• QUOTED PASSAGE
====================

Friday, May 08, 2020

Meatpacking industry has a history of dangerous practices, writes food systems labor exper

Meatpacking plants are increasingly covid-19 hotspots, with more than 10,000 cases and at least 45 deaths nationwide linked to processing plant outbreaks, report Sky Chadde for the Midwest Center for Investigative Reporting and Kyle Bagenstose for USA Today. Michael Haedicke, an expert on food system labor issues, says poor working conditions and weak labor laws are the root of the problem, though others have tried to blame the spread on immigrant plant workers' home lives.

After Smithfield Foods was forced to shutter its huge Sioux Falls pork processing plant in mid-April, a spokesperson referred to the plant's "large immigrant population" and said "living circumstances in certain cultures are different than they are with your traditional American family," Buzzfeed News reports. Similarly, Health and Human Services Secretary Alex Azar said on an April 28 call with lawmakers that he believed the infections "were linked more to the 'home and social' aspects of workers' lives rather than the conditions inside the facilities," Politico reports.

Haedicke, an associate sociology professor at Drake University in Des Moines, Iowa, says the workers are not to blame. There are two reasons the novel coronavirus is spreading so rapidly in meatpacking plants, he writes for The Conversation: "First, working conditions experienced in meatpacking plants, which are shaped by the pressures of efficient production, contribute to the spread of covid-19. Second, this industry has evolved since the mid-20th century in ways that make it hard for workers to advocate for safe conditions even in good times, let alone during a pandemic." Those reasons—which he explains in detail—not only show why meatpacking plants are infection hotbeds right now, but also why the problem will be difficult to fix.

Though hygiene and living conditions are not the problem, the workers' immigrant status has likely played a role in meatpacking plant outbreaks. During a recent panel discussion on the pandemic's impact in rural America, Chris Clayton, agriculture policy editor of DTN/The Progressive Farmer, said that the language barrier is a big problem. "It’s not just simply English or Spanish," Clayton said, noting that workers at the Sioux Falls plant speak 40 languages. A plant worker in Nebraska told him that many workers didn't really understand what was going on for weeks because of the language barrier, he said.

====================

• WHAT THE EXERCISE ASKS
Answer these questions using the meatpacking article.
(a) At which university is Michael Haedicke an associate sociology professor?
(b) On what date did Alex Azar make his remarks on a call with lawmakers?
(c) According to Chris Clayton, how many languages do workers at the Sioux Falls plant speak?
The rows are separate from the meatpacking article and are not drawn from it.

(Text-to-region grounding data)
====================

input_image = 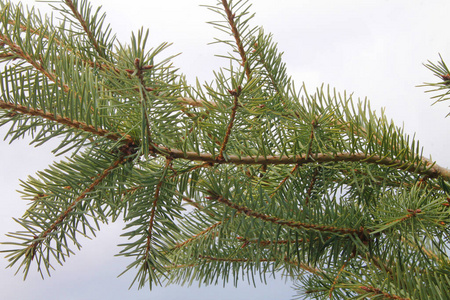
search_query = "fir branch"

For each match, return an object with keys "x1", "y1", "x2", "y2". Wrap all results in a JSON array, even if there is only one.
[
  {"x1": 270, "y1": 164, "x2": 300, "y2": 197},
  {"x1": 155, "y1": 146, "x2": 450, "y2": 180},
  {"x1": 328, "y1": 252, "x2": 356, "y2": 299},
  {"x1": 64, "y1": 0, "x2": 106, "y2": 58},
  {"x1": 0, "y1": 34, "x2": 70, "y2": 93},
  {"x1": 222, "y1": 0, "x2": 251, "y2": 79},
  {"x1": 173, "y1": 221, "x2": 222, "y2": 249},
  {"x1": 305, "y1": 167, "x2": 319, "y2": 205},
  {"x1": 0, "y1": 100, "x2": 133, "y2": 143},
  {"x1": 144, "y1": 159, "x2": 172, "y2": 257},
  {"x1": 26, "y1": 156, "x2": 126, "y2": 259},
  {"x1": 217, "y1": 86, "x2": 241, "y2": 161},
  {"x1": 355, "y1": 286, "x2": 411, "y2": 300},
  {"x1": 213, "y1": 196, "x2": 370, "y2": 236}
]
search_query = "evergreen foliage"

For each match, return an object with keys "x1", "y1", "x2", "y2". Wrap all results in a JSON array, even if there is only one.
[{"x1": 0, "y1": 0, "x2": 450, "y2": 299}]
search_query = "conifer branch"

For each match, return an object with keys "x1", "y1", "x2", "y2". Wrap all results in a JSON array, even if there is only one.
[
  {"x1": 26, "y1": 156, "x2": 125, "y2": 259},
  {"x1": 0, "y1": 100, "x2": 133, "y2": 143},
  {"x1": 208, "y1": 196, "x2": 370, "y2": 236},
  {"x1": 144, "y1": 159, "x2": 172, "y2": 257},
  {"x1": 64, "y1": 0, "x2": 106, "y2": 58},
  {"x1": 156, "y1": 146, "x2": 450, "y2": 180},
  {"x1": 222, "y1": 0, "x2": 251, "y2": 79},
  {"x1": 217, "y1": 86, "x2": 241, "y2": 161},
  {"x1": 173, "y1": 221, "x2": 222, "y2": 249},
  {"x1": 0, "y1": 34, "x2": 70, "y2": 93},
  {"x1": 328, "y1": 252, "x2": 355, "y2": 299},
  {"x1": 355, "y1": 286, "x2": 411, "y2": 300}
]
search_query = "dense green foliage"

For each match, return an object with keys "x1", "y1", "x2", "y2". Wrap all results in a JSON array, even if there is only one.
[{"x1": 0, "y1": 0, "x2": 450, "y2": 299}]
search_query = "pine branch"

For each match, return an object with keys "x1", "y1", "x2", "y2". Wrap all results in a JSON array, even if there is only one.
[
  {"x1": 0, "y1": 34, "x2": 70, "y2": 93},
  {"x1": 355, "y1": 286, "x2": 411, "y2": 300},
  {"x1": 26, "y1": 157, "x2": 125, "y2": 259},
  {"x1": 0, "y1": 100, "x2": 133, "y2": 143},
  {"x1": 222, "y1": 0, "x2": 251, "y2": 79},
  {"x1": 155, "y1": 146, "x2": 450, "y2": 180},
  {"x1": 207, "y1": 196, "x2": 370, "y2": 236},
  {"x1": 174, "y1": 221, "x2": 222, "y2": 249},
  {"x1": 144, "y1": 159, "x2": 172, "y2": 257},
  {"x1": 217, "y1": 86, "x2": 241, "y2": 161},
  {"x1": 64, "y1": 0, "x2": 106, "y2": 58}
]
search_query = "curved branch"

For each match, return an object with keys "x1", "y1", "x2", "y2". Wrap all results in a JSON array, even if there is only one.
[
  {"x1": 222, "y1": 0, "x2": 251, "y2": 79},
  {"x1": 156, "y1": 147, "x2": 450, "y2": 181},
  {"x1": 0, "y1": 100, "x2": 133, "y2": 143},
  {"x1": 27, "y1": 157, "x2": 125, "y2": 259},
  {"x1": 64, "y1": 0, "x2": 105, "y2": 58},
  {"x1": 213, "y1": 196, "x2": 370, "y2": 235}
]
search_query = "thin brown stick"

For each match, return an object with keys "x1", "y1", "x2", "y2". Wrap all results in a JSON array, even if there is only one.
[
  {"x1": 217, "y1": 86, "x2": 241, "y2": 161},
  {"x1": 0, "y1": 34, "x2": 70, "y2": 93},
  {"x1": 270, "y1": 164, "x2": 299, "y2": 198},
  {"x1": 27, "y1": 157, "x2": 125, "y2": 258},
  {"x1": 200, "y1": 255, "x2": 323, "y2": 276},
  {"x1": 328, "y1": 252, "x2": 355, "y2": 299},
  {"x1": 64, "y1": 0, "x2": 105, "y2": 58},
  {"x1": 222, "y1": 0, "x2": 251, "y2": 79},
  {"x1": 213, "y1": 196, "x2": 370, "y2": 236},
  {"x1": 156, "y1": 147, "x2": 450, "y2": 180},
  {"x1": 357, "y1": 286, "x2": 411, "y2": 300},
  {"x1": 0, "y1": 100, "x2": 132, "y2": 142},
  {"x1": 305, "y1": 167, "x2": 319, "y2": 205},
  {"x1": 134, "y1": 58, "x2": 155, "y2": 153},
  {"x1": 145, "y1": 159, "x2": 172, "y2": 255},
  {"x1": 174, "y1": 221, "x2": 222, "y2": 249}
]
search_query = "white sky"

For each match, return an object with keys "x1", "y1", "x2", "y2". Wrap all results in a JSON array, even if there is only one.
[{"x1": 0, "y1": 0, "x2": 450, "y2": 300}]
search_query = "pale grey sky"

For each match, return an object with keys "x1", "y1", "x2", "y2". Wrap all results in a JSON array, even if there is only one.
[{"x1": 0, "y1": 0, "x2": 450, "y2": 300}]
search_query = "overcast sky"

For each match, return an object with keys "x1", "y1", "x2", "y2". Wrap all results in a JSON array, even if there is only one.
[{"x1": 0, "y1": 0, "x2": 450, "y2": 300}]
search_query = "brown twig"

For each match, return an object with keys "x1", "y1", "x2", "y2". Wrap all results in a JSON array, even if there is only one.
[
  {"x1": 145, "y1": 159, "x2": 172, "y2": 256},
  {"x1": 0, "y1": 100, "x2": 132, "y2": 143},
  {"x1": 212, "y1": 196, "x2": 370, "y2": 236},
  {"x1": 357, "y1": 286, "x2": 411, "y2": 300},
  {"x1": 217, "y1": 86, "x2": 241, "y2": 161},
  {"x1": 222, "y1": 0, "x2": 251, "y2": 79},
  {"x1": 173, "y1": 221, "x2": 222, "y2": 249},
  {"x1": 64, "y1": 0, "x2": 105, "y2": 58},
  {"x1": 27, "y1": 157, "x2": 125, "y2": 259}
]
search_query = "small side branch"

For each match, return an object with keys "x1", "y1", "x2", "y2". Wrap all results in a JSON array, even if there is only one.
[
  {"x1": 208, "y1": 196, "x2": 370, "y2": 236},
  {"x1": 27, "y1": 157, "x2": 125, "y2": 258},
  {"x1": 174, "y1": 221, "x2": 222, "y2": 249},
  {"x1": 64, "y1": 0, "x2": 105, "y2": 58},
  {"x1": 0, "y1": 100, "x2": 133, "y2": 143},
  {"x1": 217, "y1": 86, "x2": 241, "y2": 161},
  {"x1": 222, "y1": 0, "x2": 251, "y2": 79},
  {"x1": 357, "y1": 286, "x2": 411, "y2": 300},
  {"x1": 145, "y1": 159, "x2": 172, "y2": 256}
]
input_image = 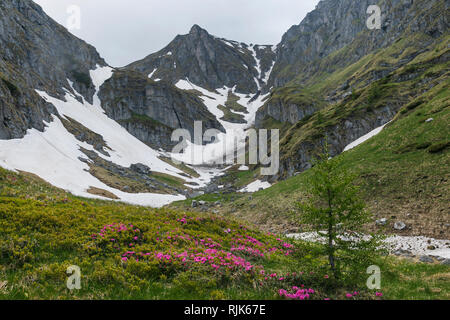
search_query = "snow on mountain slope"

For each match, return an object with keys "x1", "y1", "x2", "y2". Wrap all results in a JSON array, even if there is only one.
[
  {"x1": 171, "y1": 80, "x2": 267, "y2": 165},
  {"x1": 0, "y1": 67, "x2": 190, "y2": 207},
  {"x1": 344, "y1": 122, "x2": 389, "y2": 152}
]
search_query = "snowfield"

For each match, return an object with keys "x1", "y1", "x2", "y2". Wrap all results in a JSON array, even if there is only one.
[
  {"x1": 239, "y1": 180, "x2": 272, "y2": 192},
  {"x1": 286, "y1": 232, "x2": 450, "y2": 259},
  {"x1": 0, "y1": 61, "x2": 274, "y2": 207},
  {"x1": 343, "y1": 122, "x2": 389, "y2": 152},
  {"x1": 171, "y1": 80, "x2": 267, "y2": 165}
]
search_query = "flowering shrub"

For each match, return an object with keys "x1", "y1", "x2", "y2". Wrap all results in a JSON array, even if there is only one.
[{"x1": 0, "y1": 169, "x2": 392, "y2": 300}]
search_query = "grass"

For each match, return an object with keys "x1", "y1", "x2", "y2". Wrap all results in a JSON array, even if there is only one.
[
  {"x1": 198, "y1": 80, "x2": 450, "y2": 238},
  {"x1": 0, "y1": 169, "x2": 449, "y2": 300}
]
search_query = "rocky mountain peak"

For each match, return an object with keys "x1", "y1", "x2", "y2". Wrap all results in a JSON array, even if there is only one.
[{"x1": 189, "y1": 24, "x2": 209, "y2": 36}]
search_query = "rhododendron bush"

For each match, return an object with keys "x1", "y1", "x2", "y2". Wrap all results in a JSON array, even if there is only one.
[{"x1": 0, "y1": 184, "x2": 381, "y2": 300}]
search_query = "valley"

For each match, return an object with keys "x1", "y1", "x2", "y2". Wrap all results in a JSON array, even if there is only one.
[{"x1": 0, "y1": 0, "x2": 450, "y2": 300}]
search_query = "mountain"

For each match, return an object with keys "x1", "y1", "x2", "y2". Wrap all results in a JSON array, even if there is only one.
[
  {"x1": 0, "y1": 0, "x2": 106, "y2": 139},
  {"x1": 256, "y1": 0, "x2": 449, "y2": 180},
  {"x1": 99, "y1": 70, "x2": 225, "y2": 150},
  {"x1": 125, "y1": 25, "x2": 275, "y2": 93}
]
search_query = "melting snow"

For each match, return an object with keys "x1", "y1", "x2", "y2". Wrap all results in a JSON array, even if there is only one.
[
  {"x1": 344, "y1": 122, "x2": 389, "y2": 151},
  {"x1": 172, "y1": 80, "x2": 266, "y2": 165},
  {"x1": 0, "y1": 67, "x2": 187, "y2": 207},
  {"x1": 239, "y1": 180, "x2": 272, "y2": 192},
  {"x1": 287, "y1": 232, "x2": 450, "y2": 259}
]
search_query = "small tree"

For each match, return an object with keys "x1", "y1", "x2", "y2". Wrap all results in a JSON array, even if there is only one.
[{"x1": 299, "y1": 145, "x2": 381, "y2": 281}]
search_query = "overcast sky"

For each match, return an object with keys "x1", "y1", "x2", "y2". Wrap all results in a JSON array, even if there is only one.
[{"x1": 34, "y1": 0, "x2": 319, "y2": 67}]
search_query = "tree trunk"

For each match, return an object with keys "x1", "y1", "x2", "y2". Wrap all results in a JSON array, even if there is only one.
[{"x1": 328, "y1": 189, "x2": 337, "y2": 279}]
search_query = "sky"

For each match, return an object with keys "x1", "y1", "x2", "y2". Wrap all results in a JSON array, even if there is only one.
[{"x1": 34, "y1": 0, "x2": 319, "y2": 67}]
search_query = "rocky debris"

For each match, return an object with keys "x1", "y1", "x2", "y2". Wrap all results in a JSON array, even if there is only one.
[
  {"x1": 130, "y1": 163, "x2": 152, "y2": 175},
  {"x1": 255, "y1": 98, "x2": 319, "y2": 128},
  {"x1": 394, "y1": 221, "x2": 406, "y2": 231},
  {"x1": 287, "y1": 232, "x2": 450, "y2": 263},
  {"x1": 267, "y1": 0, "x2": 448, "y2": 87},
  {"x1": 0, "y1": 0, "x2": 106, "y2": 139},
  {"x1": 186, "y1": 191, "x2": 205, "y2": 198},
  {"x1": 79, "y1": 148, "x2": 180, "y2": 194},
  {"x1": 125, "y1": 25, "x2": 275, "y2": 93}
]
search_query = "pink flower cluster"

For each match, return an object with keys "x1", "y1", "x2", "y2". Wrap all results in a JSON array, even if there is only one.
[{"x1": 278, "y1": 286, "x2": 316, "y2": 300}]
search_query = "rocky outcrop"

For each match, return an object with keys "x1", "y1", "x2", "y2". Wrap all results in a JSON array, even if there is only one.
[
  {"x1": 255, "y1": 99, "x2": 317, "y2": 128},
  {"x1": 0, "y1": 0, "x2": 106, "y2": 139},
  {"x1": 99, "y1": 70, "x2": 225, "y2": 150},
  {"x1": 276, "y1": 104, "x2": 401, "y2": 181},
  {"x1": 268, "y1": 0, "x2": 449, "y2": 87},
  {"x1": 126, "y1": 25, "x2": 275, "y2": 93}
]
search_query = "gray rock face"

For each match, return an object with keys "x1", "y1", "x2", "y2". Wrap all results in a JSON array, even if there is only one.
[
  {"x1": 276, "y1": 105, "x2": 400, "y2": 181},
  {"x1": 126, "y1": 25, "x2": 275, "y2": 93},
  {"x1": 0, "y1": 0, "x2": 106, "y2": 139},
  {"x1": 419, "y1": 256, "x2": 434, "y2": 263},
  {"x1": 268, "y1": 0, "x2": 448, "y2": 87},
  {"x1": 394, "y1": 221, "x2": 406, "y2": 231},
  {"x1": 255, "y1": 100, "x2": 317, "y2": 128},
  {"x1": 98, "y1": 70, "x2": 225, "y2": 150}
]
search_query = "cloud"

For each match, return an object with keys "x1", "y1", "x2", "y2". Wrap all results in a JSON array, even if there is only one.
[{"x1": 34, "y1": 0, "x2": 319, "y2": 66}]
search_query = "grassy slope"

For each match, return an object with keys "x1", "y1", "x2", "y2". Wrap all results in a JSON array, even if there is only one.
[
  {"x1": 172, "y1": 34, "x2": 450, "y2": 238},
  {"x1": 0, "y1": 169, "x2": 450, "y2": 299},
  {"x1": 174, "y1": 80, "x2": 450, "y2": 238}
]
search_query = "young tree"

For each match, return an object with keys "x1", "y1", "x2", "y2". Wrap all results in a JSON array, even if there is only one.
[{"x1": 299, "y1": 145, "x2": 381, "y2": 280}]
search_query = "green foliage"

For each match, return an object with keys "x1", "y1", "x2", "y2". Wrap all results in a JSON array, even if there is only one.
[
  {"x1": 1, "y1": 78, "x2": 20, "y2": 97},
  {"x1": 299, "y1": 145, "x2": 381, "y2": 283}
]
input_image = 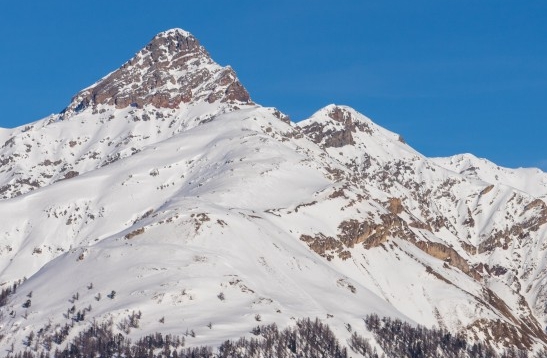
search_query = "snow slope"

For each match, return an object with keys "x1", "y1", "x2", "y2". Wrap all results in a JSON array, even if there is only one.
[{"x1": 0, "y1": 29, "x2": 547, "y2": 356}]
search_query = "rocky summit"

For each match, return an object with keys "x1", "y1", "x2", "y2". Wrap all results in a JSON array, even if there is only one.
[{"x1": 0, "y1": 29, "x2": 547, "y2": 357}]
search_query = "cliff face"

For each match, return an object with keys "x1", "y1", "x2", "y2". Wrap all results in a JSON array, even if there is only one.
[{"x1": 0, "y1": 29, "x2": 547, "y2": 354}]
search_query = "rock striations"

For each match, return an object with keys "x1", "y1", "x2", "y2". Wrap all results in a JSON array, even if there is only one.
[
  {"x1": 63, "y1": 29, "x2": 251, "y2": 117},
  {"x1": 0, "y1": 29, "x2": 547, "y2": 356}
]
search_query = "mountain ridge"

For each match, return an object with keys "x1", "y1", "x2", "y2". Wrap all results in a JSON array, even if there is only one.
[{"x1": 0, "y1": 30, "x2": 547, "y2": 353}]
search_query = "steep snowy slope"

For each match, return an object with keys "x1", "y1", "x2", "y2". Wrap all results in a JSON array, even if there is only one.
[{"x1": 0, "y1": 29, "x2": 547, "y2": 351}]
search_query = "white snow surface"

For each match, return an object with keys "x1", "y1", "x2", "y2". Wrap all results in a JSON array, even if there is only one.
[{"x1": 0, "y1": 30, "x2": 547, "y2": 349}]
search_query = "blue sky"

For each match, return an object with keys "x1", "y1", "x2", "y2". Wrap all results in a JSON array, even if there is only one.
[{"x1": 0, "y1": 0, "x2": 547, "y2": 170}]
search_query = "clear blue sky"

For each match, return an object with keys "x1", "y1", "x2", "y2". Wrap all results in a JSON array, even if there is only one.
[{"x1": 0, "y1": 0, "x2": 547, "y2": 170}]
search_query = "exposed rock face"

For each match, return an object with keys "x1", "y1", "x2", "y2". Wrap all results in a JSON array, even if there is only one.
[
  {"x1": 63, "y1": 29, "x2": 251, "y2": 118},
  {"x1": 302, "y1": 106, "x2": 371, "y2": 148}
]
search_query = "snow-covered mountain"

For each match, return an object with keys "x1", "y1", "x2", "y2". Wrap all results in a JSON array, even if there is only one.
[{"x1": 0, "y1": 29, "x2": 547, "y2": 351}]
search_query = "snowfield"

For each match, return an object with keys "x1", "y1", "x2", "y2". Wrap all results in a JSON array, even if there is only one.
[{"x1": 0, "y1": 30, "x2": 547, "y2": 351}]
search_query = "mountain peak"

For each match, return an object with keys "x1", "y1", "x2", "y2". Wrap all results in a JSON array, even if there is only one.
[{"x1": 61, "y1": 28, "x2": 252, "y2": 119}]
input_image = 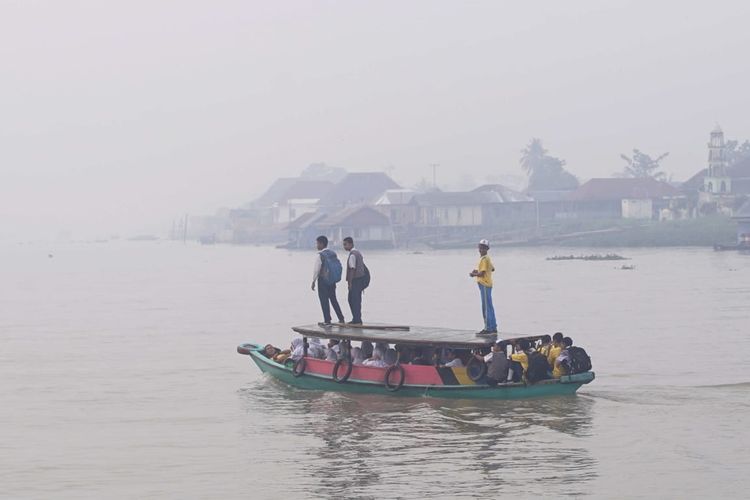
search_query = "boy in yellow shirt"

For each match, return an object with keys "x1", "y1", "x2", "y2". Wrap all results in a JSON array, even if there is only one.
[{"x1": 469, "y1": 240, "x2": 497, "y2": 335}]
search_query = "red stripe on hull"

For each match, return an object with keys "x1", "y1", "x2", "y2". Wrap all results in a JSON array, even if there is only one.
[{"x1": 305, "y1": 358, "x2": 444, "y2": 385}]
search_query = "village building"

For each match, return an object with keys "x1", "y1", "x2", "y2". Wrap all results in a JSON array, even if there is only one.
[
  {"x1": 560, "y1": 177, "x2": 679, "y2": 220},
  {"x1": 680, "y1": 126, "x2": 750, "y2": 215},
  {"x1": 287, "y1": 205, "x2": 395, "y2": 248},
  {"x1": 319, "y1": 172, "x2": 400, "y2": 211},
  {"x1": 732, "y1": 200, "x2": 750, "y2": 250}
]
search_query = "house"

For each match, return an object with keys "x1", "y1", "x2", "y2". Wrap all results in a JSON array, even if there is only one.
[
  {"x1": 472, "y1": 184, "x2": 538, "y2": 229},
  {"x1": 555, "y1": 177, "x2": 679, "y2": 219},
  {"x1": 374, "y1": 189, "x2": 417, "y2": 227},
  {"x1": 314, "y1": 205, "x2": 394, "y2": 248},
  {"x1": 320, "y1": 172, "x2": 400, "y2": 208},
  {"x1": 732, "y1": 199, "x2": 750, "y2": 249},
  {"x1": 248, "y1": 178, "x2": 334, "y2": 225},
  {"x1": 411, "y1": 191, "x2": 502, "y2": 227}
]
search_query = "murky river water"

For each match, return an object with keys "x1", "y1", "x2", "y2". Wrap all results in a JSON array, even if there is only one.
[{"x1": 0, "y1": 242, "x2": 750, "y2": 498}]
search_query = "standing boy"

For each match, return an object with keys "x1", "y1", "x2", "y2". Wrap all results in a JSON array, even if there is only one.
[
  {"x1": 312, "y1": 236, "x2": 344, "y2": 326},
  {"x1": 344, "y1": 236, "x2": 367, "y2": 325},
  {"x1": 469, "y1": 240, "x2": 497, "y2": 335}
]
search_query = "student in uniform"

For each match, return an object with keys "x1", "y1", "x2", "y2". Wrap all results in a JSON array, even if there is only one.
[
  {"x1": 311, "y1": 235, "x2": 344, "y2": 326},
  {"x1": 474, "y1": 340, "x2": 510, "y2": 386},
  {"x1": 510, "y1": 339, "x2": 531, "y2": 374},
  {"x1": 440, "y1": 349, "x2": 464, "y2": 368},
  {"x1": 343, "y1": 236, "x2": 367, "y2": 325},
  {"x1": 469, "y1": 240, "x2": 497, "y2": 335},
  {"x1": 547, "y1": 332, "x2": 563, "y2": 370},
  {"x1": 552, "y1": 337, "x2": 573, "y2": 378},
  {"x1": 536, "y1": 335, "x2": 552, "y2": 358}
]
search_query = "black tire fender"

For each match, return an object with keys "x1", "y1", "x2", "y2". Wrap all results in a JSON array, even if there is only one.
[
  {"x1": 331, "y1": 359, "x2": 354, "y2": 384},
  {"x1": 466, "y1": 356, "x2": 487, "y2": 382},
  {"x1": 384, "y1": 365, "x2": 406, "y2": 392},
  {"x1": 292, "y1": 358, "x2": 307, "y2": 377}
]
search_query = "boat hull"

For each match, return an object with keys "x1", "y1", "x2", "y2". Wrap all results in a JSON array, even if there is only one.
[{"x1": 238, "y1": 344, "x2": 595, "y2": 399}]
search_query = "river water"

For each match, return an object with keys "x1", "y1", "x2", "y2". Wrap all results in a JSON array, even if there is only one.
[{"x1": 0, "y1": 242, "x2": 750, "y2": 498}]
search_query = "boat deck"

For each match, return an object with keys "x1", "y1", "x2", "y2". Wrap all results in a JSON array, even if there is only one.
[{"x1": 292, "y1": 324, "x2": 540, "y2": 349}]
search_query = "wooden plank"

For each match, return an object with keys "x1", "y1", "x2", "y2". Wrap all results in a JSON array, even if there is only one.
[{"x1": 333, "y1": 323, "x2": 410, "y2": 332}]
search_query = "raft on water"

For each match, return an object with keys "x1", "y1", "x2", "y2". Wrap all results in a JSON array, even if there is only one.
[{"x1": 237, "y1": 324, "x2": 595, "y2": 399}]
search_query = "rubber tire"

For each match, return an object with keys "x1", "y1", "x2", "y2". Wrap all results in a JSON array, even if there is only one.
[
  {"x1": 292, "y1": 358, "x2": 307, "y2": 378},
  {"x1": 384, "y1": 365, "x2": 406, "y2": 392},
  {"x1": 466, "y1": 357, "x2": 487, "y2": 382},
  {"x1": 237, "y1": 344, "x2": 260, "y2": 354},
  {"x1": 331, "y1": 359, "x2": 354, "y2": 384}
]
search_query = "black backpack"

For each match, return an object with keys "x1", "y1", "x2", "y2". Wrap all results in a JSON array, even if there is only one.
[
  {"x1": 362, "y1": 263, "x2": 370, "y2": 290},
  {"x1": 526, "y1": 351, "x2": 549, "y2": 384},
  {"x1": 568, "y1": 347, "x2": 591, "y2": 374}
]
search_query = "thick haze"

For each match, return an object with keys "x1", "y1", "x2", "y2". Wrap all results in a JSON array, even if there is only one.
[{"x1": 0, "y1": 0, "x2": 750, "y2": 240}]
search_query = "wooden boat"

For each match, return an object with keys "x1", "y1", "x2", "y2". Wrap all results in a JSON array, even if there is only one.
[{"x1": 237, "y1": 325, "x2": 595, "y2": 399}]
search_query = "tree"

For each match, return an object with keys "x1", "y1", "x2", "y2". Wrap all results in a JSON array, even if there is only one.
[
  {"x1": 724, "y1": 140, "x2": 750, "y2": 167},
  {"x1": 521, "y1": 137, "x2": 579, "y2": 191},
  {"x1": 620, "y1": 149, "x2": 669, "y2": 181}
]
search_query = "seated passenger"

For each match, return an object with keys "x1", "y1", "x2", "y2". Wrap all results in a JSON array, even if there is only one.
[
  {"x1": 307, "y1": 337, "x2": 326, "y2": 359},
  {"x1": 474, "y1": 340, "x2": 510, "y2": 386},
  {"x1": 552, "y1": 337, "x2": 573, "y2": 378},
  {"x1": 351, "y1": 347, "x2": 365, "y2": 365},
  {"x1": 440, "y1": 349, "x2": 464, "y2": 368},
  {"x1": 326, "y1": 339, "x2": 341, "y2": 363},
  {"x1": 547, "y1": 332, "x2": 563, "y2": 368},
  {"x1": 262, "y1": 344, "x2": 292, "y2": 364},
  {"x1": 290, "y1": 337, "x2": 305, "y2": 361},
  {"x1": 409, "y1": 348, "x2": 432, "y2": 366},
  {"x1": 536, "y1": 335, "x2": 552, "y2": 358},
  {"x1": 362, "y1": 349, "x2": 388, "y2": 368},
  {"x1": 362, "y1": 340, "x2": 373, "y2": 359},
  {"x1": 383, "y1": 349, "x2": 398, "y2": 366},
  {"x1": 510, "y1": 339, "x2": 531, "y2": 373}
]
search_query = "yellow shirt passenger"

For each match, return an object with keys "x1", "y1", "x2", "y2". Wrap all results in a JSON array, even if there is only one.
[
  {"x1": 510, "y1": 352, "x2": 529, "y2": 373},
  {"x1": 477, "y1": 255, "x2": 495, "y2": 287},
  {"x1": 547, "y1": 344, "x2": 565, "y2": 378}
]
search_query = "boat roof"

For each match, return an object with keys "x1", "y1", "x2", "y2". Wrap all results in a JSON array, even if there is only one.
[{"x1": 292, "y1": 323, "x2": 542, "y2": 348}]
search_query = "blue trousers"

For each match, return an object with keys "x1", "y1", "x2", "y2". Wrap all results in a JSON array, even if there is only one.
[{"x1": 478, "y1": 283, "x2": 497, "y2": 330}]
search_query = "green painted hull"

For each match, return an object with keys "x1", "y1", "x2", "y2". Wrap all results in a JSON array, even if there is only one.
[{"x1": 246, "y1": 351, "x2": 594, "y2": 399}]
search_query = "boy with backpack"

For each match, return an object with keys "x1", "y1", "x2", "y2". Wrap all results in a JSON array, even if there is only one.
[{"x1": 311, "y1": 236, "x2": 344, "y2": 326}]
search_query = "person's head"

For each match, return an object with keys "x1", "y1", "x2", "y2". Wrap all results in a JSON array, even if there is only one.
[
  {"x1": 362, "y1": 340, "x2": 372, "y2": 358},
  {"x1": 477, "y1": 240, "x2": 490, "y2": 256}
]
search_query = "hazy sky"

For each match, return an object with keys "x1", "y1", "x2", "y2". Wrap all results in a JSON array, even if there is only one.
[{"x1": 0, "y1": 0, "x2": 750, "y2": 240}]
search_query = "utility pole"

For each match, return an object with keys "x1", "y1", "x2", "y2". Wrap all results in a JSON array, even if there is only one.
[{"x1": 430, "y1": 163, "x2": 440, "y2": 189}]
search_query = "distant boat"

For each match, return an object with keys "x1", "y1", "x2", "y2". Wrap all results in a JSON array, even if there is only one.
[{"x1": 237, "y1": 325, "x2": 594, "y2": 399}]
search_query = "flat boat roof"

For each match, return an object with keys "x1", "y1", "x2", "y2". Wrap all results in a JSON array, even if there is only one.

====================

• COMPLETED EXERCISE
(a) Drake University in Des Moines, Iowa
(b) April 28
(c) 40